*** Opening INFORMATION ***
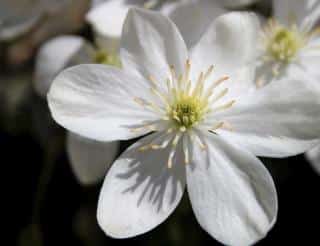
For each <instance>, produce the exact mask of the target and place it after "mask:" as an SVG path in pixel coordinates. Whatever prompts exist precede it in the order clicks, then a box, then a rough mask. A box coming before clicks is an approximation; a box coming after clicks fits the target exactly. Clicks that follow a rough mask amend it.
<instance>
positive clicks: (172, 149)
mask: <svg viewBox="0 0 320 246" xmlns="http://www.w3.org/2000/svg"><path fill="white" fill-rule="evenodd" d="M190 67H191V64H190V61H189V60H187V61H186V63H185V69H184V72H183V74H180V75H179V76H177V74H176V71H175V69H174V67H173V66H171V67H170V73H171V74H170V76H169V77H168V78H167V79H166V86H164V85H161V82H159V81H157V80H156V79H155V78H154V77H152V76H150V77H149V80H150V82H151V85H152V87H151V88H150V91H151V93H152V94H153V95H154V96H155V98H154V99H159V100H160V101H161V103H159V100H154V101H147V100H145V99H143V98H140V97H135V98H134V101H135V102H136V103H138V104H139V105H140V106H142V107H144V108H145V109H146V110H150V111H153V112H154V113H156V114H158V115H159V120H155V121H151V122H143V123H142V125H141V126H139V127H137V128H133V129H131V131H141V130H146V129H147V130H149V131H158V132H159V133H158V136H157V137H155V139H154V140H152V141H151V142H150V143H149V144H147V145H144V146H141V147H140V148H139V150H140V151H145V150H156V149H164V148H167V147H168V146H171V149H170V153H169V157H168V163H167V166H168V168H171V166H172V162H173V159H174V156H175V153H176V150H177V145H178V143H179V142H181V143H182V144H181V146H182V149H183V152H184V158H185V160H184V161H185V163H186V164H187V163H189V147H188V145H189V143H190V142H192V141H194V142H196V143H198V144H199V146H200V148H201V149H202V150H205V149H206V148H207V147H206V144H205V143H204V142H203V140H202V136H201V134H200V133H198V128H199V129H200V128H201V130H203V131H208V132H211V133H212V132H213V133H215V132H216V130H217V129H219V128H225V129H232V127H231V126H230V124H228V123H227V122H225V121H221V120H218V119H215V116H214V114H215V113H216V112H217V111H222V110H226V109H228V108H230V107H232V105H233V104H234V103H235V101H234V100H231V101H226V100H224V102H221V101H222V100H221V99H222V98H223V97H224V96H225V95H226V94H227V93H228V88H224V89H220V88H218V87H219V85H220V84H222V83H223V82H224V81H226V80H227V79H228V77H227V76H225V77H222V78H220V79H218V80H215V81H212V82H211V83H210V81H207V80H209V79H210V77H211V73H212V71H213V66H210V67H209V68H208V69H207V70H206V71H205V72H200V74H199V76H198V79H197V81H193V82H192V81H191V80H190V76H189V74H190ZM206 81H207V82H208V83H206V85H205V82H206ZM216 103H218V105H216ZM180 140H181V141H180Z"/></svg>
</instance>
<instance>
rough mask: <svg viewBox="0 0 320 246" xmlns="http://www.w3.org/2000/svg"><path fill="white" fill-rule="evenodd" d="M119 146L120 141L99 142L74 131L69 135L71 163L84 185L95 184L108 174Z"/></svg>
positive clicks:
*** Closing INFORMATION ***
● EXERCISE DESCRIPTION: Reproduce the material starting at its beginning and ending with the line containing "positive clicks: (172, 149)", replacing "SVG path" with "polygon list" and leaving the picture out.

● REPLY:
For each <instance>, produce the exact mask of the target and place it after "mask:" as an polygon list in pixel coordinates. Whatever prompts exist precede it in the order clicks, then a box, then a rough mask. A box coming before clicks is an approximation; a box coming after clicks fits the target exactly. Clicks that follow a rough mask amend it.
<instance>
positive clicks: (172, 149)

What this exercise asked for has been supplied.